■ BRIEF ■
Render the stretch of the listing from the line containing "man in navy" through the end of the listing as a numbered list, leaving out any blank lines.

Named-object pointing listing
::::::::

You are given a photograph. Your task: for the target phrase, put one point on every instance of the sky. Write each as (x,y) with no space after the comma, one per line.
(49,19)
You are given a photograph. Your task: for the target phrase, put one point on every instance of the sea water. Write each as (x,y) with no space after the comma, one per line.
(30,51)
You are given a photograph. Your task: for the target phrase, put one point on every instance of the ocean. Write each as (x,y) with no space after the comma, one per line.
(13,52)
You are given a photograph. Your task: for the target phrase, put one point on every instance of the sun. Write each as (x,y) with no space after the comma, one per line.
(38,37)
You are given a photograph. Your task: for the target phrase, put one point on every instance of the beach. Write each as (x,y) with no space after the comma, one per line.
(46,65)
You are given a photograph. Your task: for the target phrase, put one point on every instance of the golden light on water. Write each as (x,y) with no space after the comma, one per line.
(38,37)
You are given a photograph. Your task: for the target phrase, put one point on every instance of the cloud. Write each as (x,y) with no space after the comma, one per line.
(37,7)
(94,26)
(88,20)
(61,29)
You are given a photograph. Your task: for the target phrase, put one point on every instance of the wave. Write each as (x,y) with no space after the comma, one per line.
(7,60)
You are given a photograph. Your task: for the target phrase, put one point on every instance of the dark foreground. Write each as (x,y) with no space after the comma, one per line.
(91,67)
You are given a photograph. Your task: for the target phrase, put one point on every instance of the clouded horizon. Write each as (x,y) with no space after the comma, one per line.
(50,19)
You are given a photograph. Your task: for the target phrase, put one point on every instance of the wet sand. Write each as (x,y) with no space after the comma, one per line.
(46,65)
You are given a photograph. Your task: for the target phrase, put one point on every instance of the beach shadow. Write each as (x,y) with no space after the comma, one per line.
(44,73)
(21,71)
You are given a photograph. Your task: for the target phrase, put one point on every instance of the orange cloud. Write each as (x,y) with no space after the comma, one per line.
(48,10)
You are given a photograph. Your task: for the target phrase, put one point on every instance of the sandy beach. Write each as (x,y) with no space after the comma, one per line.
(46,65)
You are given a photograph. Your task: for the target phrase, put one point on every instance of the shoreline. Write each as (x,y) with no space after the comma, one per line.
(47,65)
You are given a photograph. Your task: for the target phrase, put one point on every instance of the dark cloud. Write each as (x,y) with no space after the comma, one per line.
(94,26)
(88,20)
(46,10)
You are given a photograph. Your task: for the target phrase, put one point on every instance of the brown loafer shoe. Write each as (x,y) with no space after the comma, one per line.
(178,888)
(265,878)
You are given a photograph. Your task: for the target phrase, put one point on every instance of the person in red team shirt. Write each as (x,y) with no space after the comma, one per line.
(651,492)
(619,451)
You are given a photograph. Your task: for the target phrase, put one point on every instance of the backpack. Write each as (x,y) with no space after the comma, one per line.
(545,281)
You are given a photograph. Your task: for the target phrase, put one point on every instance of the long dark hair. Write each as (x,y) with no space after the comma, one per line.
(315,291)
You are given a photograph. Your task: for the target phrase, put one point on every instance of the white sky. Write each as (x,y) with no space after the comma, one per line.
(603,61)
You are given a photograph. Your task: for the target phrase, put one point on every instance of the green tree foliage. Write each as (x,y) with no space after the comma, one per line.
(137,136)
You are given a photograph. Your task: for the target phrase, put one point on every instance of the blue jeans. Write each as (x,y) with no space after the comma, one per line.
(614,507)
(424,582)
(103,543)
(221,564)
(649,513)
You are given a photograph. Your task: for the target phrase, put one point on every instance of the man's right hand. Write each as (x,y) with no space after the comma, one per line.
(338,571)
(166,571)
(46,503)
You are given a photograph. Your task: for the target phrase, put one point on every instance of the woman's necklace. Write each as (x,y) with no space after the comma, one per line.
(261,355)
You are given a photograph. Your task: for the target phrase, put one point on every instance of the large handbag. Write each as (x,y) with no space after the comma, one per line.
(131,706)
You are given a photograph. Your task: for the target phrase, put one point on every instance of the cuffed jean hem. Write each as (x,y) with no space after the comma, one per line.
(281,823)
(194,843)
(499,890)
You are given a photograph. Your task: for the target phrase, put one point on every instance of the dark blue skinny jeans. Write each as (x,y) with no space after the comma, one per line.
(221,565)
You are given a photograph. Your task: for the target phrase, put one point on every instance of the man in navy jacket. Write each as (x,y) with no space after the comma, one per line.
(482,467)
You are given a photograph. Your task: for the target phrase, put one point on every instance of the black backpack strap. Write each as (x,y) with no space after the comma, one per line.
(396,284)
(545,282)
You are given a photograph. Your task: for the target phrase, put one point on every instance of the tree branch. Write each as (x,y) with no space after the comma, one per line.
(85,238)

::::::::

■ RESPONSE TO THE TASK ■
1. You are given a photograph. Your task: for the target phrase, put one point on every instance of the man in navy jacket. Write each as (x,y) with no space after the comma, one per line.
2. (482,467)
3. You are given a photograph. Your task: for the target phrase, put one point on every instance of the black backpack strap. Write each as (x,y) with no space after the comma, one per line.
4. (396,284)
5. (545,282)
6. You are given a photograph. Your task: for the target phrase, put one point on every instance of the tree branch. Write each as (x,y) with no space after the comma, one per line.
7. (85,238)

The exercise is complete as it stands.